Exercise details:
Return, unaltered, only the lines of the material that begin at the line containing "target: dense ground cover" and stop after the line containing "POLYGON ((519 1, 3 4, 0 346, 522 345, 519 1))".

⟨

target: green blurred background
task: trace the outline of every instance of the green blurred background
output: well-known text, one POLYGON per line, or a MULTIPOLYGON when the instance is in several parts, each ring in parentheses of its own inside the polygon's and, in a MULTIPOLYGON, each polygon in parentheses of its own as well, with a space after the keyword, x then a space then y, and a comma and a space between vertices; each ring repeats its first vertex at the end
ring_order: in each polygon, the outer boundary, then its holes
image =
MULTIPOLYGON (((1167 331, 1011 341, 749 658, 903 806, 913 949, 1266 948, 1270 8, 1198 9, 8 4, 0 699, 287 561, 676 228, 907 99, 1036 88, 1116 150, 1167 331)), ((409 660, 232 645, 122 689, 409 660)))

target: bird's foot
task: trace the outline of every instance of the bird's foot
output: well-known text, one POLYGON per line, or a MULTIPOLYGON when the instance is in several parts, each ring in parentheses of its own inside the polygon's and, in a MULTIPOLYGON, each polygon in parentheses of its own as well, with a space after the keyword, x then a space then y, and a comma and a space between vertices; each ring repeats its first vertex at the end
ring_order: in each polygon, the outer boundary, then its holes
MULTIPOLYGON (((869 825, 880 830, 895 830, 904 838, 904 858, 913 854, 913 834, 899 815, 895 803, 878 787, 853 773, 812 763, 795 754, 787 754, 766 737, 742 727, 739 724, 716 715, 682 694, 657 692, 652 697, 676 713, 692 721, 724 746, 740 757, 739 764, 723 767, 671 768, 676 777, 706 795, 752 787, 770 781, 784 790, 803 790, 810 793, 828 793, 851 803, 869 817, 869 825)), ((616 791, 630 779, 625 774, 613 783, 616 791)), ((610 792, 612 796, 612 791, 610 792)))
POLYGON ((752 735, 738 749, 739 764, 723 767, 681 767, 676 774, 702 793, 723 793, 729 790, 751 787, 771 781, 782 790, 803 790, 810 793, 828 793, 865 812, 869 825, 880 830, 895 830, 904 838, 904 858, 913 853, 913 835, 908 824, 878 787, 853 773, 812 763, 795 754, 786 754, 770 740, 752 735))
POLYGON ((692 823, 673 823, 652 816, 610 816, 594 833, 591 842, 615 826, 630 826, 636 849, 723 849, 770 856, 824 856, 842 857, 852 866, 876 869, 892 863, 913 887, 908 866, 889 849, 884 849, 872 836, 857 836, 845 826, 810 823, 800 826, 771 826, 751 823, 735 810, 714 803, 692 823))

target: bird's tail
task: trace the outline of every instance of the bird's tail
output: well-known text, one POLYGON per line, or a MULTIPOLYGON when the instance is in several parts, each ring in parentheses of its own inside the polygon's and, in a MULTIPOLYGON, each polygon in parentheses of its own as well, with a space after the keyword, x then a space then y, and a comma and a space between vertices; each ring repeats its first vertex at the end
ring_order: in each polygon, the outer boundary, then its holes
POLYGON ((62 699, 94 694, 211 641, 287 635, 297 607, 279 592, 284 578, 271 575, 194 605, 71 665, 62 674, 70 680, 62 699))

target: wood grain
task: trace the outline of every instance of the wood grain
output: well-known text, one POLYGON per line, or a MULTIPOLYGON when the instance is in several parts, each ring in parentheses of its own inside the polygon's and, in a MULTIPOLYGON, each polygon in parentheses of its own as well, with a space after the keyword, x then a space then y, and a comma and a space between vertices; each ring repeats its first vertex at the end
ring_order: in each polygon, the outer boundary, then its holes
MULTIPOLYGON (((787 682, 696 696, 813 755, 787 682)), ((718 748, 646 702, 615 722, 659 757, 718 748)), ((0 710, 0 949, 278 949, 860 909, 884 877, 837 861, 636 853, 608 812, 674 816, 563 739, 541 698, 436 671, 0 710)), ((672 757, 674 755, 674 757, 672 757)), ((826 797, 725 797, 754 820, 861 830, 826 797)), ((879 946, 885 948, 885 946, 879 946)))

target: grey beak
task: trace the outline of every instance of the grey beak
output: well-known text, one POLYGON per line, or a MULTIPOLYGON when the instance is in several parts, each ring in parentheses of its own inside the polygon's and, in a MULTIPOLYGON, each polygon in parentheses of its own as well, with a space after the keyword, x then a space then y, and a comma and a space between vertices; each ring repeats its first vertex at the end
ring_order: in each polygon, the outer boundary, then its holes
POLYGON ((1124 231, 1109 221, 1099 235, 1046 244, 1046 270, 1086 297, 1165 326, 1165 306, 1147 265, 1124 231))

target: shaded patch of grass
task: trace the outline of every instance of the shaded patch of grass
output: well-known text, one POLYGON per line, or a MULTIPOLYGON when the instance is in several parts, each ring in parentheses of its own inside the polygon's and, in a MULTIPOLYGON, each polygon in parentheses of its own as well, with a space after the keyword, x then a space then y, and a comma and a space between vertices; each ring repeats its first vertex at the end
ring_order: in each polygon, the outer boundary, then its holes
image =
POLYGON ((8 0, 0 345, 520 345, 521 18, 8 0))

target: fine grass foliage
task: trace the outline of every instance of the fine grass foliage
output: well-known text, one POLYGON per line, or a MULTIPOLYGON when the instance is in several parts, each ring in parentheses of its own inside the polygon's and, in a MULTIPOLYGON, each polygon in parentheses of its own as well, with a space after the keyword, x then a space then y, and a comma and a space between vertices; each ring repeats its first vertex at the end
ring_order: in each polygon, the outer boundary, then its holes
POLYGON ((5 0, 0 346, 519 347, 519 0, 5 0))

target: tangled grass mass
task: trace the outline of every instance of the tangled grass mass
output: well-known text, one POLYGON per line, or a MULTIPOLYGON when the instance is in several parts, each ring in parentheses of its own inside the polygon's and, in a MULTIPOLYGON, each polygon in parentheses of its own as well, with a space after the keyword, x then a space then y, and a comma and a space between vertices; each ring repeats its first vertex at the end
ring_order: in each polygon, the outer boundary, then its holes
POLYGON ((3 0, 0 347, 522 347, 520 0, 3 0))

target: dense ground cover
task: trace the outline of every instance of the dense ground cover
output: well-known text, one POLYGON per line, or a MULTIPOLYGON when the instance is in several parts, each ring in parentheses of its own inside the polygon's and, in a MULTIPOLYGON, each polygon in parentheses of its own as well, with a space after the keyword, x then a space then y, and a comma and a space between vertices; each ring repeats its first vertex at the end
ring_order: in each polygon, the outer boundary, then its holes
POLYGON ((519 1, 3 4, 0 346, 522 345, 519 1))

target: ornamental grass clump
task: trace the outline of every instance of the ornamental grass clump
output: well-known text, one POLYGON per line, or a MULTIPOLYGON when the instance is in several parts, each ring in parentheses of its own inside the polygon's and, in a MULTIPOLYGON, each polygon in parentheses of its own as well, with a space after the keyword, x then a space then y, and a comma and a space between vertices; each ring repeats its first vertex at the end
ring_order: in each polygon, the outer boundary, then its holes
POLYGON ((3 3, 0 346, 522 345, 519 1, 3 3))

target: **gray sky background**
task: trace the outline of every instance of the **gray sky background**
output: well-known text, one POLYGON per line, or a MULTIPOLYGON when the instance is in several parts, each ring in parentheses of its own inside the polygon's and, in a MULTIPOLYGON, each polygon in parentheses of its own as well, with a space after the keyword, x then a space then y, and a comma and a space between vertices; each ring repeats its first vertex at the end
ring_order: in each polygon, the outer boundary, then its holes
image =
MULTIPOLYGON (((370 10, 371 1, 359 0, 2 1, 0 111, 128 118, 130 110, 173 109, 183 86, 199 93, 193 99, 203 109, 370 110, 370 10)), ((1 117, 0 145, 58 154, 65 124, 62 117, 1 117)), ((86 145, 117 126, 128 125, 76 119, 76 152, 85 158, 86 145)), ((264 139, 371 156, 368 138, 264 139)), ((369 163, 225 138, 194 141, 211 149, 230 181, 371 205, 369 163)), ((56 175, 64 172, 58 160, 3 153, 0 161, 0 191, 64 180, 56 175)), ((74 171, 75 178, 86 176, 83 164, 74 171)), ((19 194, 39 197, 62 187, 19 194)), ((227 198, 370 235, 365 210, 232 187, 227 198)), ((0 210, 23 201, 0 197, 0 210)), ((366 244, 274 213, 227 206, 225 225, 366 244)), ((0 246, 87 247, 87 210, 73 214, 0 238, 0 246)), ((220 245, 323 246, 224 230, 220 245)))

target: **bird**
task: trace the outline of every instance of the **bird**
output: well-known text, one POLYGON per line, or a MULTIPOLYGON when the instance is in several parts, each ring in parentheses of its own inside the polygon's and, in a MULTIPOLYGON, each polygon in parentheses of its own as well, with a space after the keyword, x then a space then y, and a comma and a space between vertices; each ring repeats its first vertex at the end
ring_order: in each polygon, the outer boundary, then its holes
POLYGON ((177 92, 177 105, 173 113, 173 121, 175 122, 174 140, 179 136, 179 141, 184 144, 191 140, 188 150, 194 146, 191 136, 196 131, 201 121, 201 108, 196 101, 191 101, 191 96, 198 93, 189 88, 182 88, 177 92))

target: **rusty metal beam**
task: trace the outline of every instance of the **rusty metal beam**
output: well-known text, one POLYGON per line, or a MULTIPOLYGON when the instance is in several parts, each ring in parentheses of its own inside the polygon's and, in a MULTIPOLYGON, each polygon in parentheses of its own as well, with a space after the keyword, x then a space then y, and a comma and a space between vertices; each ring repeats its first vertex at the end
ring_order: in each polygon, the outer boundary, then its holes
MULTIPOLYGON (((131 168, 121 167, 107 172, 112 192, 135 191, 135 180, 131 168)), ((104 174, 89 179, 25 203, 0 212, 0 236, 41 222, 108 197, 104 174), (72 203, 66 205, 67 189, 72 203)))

⟩

Answer to this exercise:
target: dense ground cover
task: trace the outline of every instance of the dense ground cover
output: well-known text, one POLYGON per line, or a MULTIPOLYGON when the instance is in several parts, each ring in parentheses of its own inside the polygon's and, in a MULTIPOLYGON, each polygon in parentheses of its own as well, with a space after the keyword, x then a space then y, and a comma and a space between vertices; each ring repeats its first vertex at the end
ring_order: in each polygon, the outer boundary, then its holes
POLYGON ((519 1, 3 4, 0 346, 522 345, 519 1))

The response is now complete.